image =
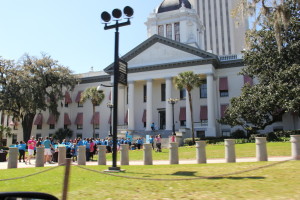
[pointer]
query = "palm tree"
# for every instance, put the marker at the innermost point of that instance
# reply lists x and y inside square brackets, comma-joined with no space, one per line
[4,131]
[96,98]
[189,80]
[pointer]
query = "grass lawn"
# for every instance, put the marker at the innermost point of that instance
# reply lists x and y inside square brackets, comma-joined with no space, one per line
[215,151]
[276,182]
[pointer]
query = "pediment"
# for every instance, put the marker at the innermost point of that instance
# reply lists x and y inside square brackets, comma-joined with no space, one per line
[159,50]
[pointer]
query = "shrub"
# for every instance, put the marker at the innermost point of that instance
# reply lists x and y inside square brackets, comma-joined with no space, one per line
[238,134]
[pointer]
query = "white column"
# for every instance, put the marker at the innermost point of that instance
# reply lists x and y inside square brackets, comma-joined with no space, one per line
[149,105]
[211,128]
[131,105]
[169,116]
[188,111]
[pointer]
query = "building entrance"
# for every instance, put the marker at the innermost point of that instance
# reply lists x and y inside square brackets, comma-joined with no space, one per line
[162,119]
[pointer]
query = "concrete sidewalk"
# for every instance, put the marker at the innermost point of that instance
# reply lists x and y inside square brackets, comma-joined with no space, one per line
[3,165]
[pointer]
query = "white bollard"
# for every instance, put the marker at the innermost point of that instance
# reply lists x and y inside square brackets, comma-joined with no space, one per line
[261,149]
[62,155]
[230,150]
[148,154]
[173,156]
[39,160]
[295,140]
[81,155]
[13,157]
[101,155]
[201,153]
[124,154]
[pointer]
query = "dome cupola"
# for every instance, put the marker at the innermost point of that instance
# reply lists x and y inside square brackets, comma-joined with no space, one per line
[170,5]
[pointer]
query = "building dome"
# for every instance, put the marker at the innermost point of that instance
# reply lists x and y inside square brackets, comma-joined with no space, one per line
[169,5]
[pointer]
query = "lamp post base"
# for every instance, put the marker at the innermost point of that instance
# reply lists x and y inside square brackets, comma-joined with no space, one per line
[114,169]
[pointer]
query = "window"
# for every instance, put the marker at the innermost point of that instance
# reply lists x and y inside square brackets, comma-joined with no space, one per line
[161,30]
[224,93]
[226,133]
[200,134]
[163,92]
[203,90]
[79,126]
[182,94]
[38,135]
[169,31]
[79,135]
[223,87]
[145,93]
[177,31]
[182,122]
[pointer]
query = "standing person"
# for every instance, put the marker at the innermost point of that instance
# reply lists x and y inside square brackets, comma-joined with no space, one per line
[47,152]
[158,143]
[31,146]
[151,141]
[153,126]
[22,149]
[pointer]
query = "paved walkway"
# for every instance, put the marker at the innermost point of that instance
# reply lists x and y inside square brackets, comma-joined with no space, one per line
[3,165]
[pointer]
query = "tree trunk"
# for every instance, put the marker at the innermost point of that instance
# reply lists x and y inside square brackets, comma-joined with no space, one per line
[27,125]
[192,118]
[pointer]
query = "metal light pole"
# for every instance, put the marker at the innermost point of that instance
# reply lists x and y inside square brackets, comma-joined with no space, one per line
[172,102]
[106,17]
[110,106]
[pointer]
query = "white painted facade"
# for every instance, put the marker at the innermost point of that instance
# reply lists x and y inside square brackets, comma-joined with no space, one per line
[154,62]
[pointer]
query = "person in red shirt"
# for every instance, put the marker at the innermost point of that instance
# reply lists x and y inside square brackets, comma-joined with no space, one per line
[31,145]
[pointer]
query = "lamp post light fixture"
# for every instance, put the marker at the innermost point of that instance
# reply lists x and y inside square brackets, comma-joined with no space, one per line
[110,106]
[173,102]
[106,17]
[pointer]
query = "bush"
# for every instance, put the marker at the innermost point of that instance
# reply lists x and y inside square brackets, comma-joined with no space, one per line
[238,134]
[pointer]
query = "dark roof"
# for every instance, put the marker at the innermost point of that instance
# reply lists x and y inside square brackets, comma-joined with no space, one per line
[169,5]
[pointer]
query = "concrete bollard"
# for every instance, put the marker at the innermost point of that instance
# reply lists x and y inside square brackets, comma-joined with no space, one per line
[62,151]
[13,157]
[230,150]
[101,155]
[81,155]
[295,140]
[148,154]
[261,149]
[173,156]
[40,158]
[124,154]
[201,153]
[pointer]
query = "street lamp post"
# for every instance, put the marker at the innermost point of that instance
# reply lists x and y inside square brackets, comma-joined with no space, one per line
[110,106]
[106,17]
[172,102]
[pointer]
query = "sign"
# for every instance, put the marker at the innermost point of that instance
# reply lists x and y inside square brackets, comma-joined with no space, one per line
[122,72]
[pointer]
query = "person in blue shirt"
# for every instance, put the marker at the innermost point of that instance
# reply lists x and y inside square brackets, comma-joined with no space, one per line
[22,149]
[47,152]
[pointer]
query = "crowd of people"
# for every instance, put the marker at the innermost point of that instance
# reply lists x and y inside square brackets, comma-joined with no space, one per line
[51,147]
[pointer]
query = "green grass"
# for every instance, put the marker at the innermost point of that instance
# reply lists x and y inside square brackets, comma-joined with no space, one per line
[276,182]
[215,151]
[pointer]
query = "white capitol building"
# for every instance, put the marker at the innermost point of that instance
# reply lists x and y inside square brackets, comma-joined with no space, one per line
[196,35]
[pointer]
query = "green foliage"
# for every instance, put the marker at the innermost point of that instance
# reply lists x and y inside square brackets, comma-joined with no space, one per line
[4,131]
[238,134]
[278,73]
[27,86]
[61,134]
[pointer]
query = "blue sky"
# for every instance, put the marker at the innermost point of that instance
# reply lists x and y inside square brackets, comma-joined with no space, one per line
[69,30]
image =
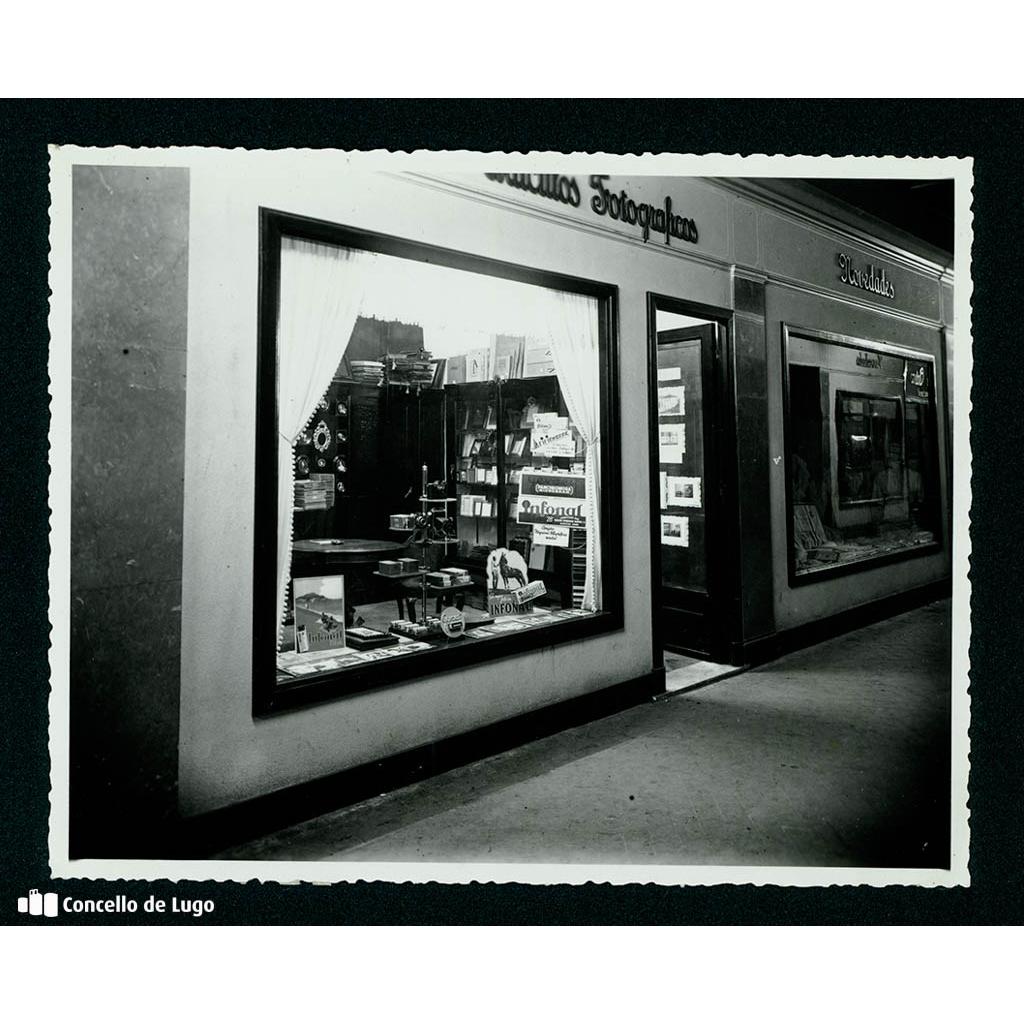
# # # #
Task statement -
Whenever a line holds a picture, print that line without the picture. All other data must be output exactly.

Reply to the exercise -
image =
[pointer]
query = "palm tree"
# for every instance, put the marker at the innermost point of that instance
# reply lists x and y inside square brackets, comma-joined with no space, one per line
[4,131]
[96,98]
[189,80]
[pointer]
query = "grass lawn"
# for every instance, put the marker at the innermost point of that instance
# reply lists x and y inside square brackets, comma-joined with no space, one per line
[215,151]
[276,182]
[pointer]
query = "pediment"
# for every instance, put the marker at the innermost point of that instance
# reply lists x and y inside square brackets, comma-joined with no space, one per line
[159,50]
[pointer]
query = "shrub"
# for every instance, put the marker at the innermost point of that instance
# reply lists x and y inside square brackets, comma-joined with no space, one per line
[238,134]
[pointer]
query = "white column"
# for every instance, put the marker at the innermost point of that instance
# reply lists x and y inside square brackets, comma-joined with no space, one per line
[149,105]
[211,128]
[131,105]
[169,116]
[188,111]
[pointer]
query = "building entrance"
# for every instance, put the marker at the innermost point of that instance
# reply lists x and y inside square brackets, comma-joined with no space, one per line
[162,119]
[pointer]
query = "concrete sidewalk"
# for every instance, put the marker at the innermost point of that instance
# reply lists x and y inside square brackets, comma-joined with no space, one per line
[3,165]
[pointer]
query = "white bollard"
# for every instance, put the marker at the innermost point of that instance
# reply lists x and y inside square brackets, comma-joined with no space, one per line
[261,149]
[62,155]
[230,150]
[148,154]
[173,156]
[39,160]
[295,140]
[81,155]
[13,157]
[101,155]
[201,153]
[124,154]
[pointer]
query = "dome cupola"
# for every instance, put the marker at the innermost point of that instance
# reply lists x and y inside square brackets, comma-joined with no space, one per line
[170,5]
[pointer]
query = "building dome"
# for every instance, put the marker at the innermost point of that instance
# reply lists x and y inside square brackets, comma-joined with no space, one per line
[169,5]
[pointer]
query = "lamp post base"
# for every instance, put the marker at the innermost point of that instance
# reply lists x and y inside square brackets, comma-joined with no space, one per line
[114,169]
[pointer]
query = "window"
# for every instance, put the marker at the innermost point of that instance
# reply lists x and y inside square brackets, comma-joined with no space, one per line
[161,30]
[224,93]
[226,133]
[200,134]
[163,92]
[203,90]
[79,126]
[182,94]
[38,135]
[169,31]
[79,135]
[223,87]
[145,93]
[177,31]
[182,122]
[pointer]
query = "standing person"
# for every instance, put the marker at the innermost point of that instance
# reply lists x and y inside square brackets, comma-joined with no space, one per line
[47,152]
[158,143]
[31,146]
[151,141]
[153,126]
[22,149]
[pointer]
query = "paved walkway"
# for every instance, put the marker at the innermost point of that instance
# reply lists x and y inside square brackets, comma-joined with no space, one per line
[3,165]
[pointer]
query = "tree trunk"
# for every instance, put the marker at the innermost point of that instance
# reply lists x and y inside square brackets, comma-joined with no space, one per line
[27,125]
[192,118]
[pointer]
query = "metal light pole"
# for every instance, put the marker at the innermost point of that instance
# reply lists x and y inside square brackets, comma-joined with no space, one per line
[172,102]
[106,17]
[110,106]
[pointer]
query = "white painted facade"
# for every instance, put the marker at the innermost point of that instance
# reply lists x and y inside square brackets, comma-joined with no space, one per line
[154,62]
[pointer]
query = "person in red shirt"
# for every instance, put the marker at the innermost point of that instance
# reply lists x and y inside square brackets, comma-joined with no space, one per line
[31,145]
[pointer]
query = "lamp post light fixture"
# for every instance, put the marker at the innermost point of that instance
# reply lists x and y inside square brackets, comma-joined with no space, one per line
[110,106]
[173,102]
[106,17]
[pointer]
query = "bush"
# for every instance, put the marker at the innermost point of that instance
# reply lists x and y inside square brackets, comma-joined with no space, one per line
[238,134]
[pointer]
query = "dark roof"
# for every instance, put the marker at the innermost point of that instance
# reply lists x and y inside square brackets, comma-joined with no space, one per line
[169,5]
[pointer]
query = "concrete bollard"
# for every instance, put the marker at the innermost point of that instance
# reply lists x and y inside square brackets, comma-joined with no space, one per line
[62,151]
[13,157]
[230,150]
[101,155]
[81,155]
[295,140]
[148,154]
[261,149]
[173,156]
[40,158]
[124,154]
[201,153]
[pointer]
query = "street lamp post"
# for every instance, put the marker at the innermost point of that instance
# reply lists x and y inside square brackets, comma-joined with no space, one per line
[110,106]
[106,17]
[172,102]
[pointer]
query = "sign"
# for every instance, put the marker at the innermost point of that instance
# reply lists x and y inside square brackets, comma-joined with no space, one per line
[122,72]
[pointer]
query = "person in blue shirt"
# for every instance, put the marker at the innermost point of that instance
# reply lists x and y inside square brackets, comma-joined with no space, one per line
[22,149]
[47,152]
[pointer]
query = "crowd of people"
# for every instance, put the marker at the innermost point of that instance
# reply lists x and y inside square brackets, comma-joined with no space, one per line
[51,147]
[pointer]
query = "green grass"
# for every instance, put the marker at the innermost point of that instance
# reply lists x and y inside square brackets, comma-joined with no space, one per line
[276,182]
[215,151]
[pointer]
query = "white capitol building"
# for every instance, put the marker at the innermost point of that instance
# reply lists x and y inside square brackets, comma-joined with no space, one per line
[196,35]
[pointer]
query = "green foliage"
# for every instance, put the marker at the innermost point of that instance
# reply lists x and y inside square brackets, comma-joined with no space, one per line
[4,131]
[238,134]
[278,73]
[27,86]
[61,134]
[pointer]
query = "blue sky"
# for every instance, put the marker at the innermost point of that instance
# reply lists x and y inside square brackets, comma-joined with no space, one per line
[69,30]
image =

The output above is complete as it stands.